(Point localization data)
***
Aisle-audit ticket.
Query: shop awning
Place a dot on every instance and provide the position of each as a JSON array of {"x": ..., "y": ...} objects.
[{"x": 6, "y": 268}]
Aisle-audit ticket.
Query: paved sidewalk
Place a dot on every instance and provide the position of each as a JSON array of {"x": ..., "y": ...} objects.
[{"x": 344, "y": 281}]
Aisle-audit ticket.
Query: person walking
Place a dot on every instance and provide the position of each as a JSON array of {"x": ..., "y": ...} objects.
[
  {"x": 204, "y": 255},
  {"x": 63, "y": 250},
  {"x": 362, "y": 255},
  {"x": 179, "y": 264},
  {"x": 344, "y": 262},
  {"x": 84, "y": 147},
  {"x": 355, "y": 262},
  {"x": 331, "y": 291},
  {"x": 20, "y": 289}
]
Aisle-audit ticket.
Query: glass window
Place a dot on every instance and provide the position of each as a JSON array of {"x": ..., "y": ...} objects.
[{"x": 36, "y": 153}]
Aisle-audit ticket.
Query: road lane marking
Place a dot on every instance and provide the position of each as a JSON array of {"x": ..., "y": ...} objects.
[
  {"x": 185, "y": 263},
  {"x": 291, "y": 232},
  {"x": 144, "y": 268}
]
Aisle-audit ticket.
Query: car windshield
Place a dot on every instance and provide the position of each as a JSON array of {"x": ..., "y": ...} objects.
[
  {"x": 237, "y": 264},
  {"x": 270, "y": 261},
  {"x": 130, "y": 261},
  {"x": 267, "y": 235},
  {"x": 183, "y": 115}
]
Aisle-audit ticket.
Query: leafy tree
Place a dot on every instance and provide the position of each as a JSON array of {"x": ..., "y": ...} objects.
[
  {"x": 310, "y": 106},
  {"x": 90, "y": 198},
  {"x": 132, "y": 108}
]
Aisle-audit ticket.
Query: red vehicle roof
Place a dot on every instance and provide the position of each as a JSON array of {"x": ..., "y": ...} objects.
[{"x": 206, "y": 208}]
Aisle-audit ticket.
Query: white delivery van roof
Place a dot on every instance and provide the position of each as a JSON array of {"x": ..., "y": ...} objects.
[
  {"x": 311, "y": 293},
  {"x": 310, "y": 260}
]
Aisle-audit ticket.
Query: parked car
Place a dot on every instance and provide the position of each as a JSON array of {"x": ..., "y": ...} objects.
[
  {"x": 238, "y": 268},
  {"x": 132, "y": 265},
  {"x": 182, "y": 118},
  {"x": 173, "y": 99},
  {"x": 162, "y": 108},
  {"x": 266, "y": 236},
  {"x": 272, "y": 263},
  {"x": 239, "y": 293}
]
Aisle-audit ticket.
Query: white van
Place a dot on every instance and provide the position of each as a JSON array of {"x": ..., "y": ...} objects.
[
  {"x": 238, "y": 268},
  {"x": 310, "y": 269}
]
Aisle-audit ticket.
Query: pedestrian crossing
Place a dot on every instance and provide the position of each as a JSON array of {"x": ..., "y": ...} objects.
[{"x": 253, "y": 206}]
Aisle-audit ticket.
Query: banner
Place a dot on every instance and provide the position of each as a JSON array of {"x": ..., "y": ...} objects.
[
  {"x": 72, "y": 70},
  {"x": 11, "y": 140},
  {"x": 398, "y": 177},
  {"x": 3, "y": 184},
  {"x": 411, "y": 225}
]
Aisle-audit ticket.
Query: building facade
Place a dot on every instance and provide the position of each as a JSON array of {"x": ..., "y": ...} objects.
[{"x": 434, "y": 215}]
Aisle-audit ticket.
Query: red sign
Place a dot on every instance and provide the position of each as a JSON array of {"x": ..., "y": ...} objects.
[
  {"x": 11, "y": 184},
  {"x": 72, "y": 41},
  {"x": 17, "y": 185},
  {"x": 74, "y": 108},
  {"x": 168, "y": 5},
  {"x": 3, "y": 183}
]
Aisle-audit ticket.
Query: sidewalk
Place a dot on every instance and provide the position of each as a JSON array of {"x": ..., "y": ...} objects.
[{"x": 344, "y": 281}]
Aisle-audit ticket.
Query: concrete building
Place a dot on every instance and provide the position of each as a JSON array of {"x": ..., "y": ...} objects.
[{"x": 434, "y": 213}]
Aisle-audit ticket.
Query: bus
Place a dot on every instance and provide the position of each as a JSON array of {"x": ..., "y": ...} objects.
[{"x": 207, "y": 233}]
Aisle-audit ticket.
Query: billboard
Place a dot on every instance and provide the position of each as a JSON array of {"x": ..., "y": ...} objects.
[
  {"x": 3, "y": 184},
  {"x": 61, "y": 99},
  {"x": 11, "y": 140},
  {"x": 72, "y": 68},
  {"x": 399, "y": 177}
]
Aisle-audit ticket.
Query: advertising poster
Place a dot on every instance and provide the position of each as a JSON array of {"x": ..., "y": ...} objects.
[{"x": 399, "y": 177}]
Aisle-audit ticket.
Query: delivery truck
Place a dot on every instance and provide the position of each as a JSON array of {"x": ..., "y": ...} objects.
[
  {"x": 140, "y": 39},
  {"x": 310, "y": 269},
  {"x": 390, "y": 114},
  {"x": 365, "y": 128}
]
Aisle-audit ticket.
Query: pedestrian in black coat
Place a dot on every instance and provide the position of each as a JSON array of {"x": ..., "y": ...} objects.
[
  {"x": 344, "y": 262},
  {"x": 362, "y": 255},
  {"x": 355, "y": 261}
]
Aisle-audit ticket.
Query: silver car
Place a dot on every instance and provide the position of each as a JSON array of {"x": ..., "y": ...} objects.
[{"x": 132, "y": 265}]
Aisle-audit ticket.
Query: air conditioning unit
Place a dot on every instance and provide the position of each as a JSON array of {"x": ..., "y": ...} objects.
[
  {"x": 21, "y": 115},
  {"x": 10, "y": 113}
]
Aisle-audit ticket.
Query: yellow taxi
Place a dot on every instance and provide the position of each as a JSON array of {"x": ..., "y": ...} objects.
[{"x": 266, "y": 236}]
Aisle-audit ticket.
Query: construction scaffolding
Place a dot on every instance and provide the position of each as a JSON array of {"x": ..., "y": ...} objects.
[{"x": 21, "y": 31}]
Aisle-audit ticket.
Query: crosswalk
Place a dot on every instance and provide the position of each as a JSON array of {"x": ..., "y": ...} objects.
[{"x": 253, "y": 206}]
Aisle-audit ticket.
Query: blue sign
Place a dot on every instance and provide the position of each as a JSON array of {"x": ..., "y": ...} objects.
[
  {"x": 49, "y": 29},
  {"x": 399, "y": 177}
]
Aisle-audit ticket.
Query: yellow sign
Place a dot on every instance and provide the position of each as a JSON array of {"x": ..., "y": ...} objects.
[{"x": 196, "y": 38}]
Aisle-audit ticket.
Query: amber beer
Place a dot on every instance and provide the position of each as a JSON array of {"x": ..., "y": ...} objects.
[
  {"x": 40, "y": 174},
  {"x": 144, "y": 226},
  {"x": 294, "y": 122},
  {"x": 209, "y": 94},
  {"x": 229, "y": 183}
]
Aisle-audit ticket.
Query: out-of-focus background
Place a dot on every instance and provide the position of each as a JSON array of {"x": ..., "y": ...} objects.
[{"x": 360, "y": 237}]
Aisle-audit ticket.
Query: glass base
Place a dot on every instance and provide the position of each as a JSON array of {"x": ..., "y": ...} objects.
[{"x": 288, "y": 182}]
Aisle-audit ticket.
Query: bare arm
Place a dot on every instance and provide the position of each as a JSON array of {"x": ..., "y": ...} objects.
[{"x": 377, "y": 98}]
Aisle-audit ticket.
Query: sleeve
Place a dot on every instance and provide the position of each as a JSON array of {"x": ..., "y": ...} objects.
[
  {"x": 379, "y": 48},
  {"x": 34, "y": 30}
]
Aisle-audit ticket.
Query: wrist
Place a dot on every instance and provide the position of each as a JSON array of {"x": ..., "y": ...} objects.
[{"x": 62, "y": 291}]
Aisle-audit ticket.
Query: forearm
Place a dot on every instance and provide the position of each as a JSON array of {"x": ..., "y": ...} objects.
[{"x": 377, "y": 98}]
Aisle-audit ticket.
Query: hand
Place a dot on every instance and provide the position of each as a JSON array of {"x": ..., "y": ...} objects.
***
| DIRECTIONS FOR THIS TASK |
Look through the entries above; copy each line where the string "sign" appears.

| REPLY |
Query: red sign
Query: blue sign
Query: yellow sign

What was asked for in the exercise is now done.